START Provided records

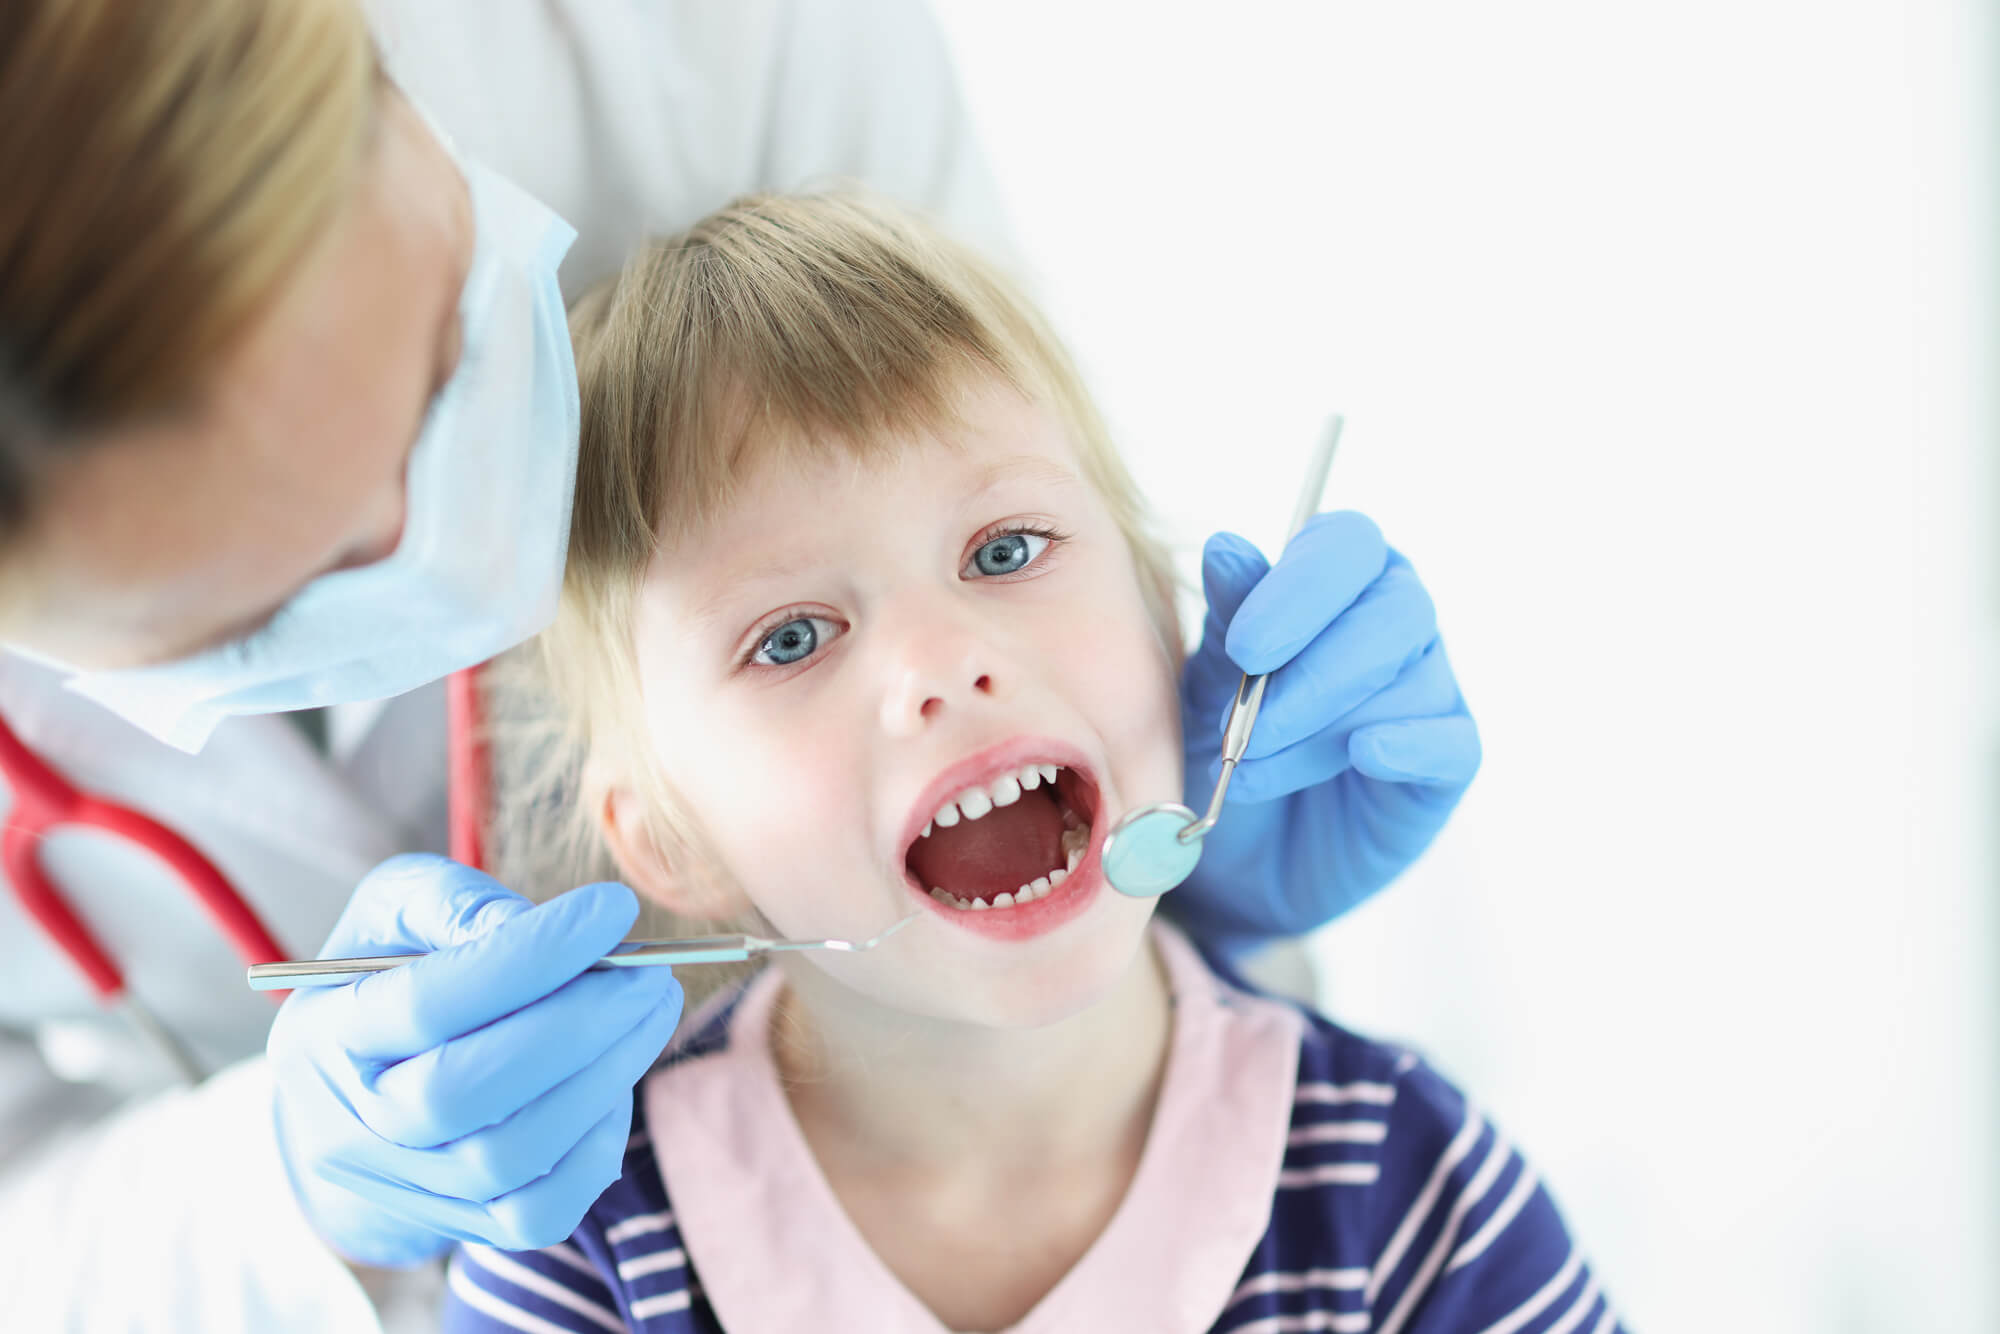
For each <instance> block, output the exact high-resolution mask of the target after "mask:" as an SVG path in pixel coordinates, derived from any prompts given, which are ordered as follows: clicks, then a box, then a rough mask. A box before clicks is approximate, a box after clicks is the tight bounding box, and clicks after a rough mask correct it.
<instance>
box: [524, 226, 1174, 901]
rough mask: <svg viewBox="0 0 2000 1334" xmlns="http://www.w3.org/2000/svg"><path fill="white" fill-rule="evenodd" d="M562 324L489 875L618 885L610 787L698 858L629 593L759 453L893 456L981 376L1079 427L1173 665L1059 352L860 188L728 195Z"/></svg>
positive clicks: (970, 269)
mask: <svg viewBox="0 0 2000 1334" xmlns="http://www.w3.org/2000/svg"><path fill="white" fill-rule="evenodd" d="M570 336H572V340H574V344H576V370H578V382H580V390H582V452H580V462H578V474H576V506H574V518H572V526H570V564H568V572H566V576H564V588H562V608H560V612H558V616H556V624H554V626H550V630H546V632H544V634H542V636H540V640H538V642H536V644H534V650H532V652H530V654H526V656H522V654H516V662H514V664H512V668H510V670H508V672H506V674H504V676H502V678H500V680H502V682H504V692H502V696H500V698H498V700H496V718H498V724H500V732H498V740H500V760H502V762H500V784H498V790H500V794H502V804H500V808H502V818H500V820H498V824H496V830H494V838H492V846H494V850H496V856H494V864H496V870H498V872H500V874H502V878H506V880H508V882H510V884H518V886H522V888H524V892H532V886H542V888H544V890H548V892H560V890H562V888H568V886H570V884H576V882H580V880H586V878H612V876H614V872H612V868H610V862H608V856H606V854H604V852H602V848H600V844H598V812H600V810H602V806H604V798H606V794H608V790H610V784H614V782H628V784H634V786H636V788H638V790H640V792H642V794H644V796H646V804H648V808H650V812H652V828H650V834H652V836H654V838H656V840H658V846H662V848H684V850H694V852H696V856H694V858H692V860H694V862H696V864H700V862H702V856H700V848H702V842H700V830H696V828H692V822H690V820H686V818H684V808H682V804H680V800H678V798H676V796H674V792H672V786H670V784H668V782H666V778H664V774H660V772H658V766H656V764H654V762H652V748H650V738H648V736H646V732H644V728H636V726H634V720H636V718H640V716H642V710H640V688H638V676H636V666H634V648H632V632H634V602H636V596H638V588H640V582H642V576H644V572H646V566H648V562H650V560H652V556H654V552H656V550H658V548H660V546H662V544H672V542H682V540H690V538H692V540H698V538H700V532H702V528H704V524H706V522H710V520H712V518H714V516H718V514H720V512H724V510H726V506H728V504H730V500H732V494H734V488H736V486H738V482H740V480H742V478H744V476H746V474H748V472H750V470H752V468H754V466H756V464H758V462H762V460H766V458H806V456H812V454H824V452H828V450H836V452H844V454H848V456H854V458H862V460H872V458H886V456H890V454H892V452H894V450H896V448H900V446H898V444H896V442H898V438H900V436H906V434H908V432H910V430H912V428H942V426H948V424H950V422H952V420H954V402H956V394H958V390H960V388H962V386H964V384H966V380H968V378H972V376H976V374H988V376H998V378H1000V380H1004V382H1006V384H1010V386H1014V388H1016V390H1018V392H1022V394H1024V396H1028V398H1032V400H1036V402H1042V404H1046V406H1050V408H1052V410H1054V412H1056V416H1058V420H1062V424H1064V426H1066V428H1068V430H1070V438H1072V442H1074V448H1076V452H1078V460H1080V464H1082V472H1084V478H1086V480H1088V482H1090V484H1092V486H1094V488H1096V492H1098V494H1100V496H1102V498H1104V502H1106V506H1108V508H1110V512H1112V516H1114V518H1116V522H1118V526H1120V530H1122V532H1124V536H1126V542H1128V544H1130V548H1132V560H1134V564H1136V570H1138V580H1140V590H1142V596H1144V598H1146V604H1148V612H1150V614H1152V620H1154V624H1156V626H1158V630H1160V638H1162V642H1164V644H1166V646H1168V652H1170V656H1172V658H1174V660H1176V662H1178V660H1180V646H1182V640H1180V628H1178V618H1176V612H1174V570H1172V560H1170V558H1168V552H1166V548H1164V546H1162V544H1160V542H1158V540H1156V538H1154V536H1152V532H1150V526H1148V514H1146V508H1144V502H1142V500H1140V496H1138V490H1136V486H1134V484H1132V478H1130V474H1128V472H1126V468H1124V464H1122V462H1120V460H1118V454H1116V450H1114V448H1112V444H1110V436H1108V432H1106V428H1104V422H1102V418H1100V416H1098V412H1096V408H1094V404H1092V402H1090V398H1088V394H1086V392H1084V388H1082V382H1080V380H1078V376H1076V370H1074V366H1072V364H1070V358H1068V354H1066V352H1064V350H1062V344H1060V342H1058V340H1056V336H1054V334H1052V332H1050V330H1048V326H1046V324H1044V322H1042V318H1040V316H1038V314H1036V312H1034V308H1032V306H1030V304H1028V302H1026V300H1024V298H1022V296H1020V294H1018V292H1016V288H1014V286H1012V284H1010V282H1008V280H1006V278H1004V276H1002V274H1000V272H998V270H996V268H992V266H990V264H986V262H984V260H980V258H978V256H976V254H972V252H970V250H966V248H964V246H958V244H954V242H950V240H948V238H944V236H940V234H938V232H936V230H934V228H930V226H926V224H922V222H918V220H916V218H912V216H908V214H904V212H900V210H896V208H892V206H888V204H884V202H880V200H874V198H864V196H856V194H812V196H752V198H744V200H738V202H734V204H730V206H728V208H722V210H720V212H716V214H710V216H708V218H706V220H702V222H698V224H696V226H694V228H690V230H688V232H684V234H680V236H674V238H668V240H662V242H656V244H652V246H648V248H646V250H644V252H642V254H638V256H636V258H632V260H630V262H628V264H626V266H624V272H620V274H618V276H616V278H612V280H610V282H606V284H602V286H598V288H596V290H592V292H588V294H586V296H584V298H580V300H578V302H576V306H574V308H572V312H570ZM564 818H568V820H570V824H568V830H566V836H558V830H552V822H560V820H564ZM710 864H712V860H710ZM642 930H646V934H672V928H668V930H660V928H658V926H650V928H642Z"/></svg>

END Provided records

- _Task to carry out_
The whole listing is to be written out exactly; the pictures stay out of the copy.

- _Answer section_
For each <instance> block, output the exact high-resolution mask of the target after "mask:" as an SVG path in pixel coordinates, derived from any prompts given, which are ordered as follows: clicks, then a box, then a rough mask. A box before clicks is approximate, a box after clicks is the tight bounding box, and clicks after a rough mask correct it.
<instance>
box: [524, 226, 1174, 901]
rough mask: <svg viewBox="0 0 2000 1334" xmlns="http://www.w3.org/2000/svg"><path fill="white" fill-rule="evenodd" d="M562 324L489 875L618 885L610 787L698 858L629 593L759 453L893 456L981 376L1079 427L1173 665L1059 352L860 188L728 195Z"/></svg>
positive clicks: (970, 269)
mask: <svg viewBox="0 0 2000 1334" xmlns="http://www.w3.org/2000/svg"><path fill="white" fill-rule="evenodd" d="M570 336H572V340H574V344H576V370H578V382H580V390H582V452H580V462H578V474H576V506H574V518H572V526H570V564H568V572H566V576H564V588H562V608H560V612H558V616H556V624H554V626H550V630H546V632H544V634H542V636H540V640H538V642H536V644H534V650H532V652H530V654H526V656H522V654H516V662H514V664H512V668H510V670H508V672H506V674H504V676H502V678H500V680H502V682H504V692H502V696H500V698H498V700H496V718H498V724H500V732H498V740H500V760H502V762H500V784H498V790H500V794H502V804H500V808H502V818H500V820H498V824H496V830H494V838H492V846H494V850H496V856H494V864H496V870H498V872H500V874H502V878H506V880H508V882H510V884H518V886H522V888H524V892H532V886H542V888H544V890H548V892H560V890H562V888H568V886H570V884H576V882H580V880H586V878H612V876H614V872H612V868H610V862H608V856H606V854H604V852H602V848H600V844H598V812H600V810H602V806H604V798H606V794H608V790H610V784H614V782H628V784H634V786H636V788H638V790H640V792H642V794H644V796H646V804H648V808H650V812H652V828H650V834H652V836H654V838H656V840H658V846H662V848H684V850H694V852H696V856H694V858H692V860H694V862H696V864H700V862H702V856H700V848H702V842H700V830H696V828H692V822H690V820H686V818H684V808H682V804H680V800H678V798H676V796H674V792H672V786H670V784H668V782H666V778H664V774H660V772H658V766H656V764H654V762H652V748H650V738H648V736H646V732H644V728H636V726H634V720H636V718H640V716H642V710H640V688H638V676H636V666H634V648H632V632H634V602H636V596H638V588H640V582H642V576H644V572H646V566H648V562H650V560H652V556H654V552H656V550H658V548H660V546H662V544H672V542H682V540H690V538H692V540H698V538H700V532H702V528H704V524H706V522H710V520H712V518H714V516H718V514H720V512H724V510H726V506H728V504H730V500H732V494H734V488H736V486H738V482H740V480H742V478H744V476H746V474H748V472H750V470H752V468H754V466H756V464H758V462H762V460H766V458H806V456H812V454H824V452H828V450H836V452H844V454H848V456H854V458H862V460H872V458H886V456H890V454H892V452H894V450H896V448H900V446H898V444H896V442H898V438H900V436H906V434H908V432H910V430H912V428H942V426H948V424H950V422H952V420H954V402H956V394H958V390H960V388H962V386H964V384H966V380H968V378H972V376H976V374H988V376H998V378H1000V380H1004V382H1006V384H1010V386H1014V388H1016V390H1018V392H1022V394H1024V396H1028V398H1032V400H1036V402H1042V404H1046V406H1050V408H1052V410H1054V412H1056V416H1058V420H1062V424H1064V426H1066V428H1068V430H1070V438H1072V442H1074V448H1076V452H1078V460H1080V464H1082V472H1084V478H1086V480H1088V482H1090V484H1092V486H1094V488H1096V492H1098V494H1100V496H1102V498H1104V502H1106V506H1108V508H1110V512H1112V516H1114V518H1116V522H1118V526H1120V530H1122V532H1124V536H1126V542H1128V544H1130V548H1132V560H1134V564H1136V570H1138V580H1140V590H1142V596H1144V598H1146V604H1148V612H1150V614H1152V620H1154V624H1156V626H1158V630H1160V638H1162V642H1164V644H1166V646H1168V652H1170V656H1172V658H1174V660H1176V662H1178V660H1180V646H1182V640H1180V628H1178V618H1176V612H1174V570H1172V560H1170V558H1168V552H1166V548H1164V546H1162V544H1160V542H1158V540H1156V538H1154V536H1152V532H1150V526H1148V514H1146V508H1144V502H1142V500H1140V496H1138V490H1136V486H1134V484H1132V478H1130V474H1128V472H1126V468H1124V464H1122V462H1120V460H1118V454H1116V450H1114V448H1112V444H1110V436H1108V432H1106V428H1104V422H1102V418H1100V416H1098V412H1096V408H1094V404H1092V402H1090V398H1088V394H1086V392H1084V388H1082V382H1080V380H1078V376H1076V370H1074V366H1072V364H1070V358H1068V354H1066V352H1064V350H1062V344H1060V342H1058V340H1056V336H1054V334H1052V332H1050V330H1048V326H1046V324H1044V322H1042V318H1040V316H1038V314H1036V312H1034V308H1032V306H1030V304H1028V302H1026V300H1024V298H1022V296H1020V294H1018V292H1016V288H1014V286H1012V284H1010V282H1008V280H1006V278H1004V276H1002V274H1000V272H998V270H996V268H992V266H990V264H986V262H984V260H980V258H978V256H976V254H972V252H970V250H966V248H964V246H958V244H954V242H950V240H948V238H944V236H940V234H938V232H936V230H934V228H930V226H926V224H922V222H918V220H916V218H912V216H908V214H904V212H900V210H896V208H892V206H888V204H884V202H880V200H874V198H864V196H856V194H812V196H752V198H744V200H738V202H734V204H730V206H728V208H722V210H720V212H716V214H710V216H708V218H706V220H702V222H698V224H696V226H694V228H690V230H688V232H684V234H680V236H674V238H668V240H662V242H656V244H652V246H648V248H646V250H644V252H642V254H638V256H636V258H632V260H630V262H628V264H626V266H624V272H620V274H618V276H616V278H612V280H610V282H606V284H602V286H598V288H596V290H592V292H588V294H586V296H584V298H580V300H578V302H576V306H574V308H572V312H570ZM564 818H568V820H570V824H568V830H566V836H558V830H552V822H560V820H564ZM710 864H712V860H710ZM642 930H646V934H672V928H668V930H660V928H658V926H650V928H642Z"/></svg>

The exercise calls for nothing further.